▶ _EXERCISE_
The answer should be an exact repeat of the stretch of material below from the line containing "Where can the bathroom vanity" through the line containing "Where can the white towel".
----------------
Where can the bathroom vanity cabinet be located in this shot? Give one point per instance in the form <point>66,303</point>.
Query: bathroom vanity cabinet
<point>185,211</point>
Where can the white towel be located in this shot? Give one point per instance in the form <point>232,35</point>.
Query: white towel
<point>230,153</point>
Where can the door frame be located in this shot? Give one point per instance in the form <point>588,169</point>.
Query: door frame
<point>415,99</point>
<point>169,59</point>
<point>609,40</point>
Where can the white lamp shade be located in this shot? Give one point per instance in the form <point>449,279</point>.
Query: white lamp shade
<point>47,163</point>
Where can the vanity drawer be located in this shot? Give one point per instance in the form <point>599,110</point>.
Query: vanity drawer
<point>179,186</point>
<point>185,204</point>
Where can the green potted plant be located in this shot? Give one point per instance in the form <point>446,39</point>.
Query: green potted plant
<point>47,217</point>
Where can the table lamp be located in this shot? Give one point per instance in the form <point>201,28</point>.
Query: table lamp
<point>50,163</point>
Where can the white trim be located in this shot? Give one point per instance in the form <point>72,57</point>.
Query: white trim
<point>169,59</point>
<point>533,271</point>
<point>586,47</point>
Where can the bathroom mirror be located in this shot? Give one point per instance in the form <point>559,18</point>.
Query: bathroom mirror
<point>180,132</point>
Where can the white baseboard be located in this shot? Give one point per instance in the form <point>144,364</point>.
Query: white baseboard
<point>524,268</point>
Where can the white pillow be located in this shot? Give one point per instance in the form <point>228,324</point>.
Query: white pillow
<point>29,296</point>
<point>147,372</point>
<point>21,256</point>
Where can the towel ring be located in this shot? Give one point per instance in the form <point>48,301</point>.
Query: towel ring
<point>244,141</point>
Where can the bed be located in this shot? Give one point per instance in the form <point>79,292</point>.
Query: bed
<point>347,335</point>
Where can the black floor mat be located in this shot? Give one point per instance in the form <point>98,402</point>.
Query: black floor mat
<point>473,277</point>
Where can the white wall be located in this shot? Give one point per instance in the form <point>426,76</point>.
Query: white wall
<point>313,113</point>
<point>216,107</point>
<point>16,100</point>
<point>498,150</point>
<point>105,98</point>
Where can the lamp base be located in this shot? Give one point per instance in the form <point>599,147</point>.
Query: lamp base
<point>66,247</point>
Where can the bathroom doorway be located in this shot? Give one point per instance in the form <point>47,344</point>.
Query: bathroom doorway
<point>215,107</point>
----------------
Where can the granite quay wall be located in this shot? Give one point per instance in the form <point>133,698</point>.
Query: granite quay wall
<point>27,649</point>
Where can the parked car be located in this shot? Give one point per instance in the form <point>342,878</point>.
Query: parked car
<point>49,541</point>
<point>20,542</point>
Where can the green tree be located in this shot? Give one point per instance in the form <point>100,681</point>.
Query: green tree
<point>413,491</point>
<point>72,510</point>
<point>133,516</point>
----------------
▶ _SOLVED EXERCISE_
Where can the bathroom vanity cabinet be located in this shot? Give one point per instance in the form <point>66,303</point>.
Query: bathroom vanity cabinet
<point>185,211</point>
Where can the white towel be located in this shot? Give one point per instance in the form <point>232,35</point>.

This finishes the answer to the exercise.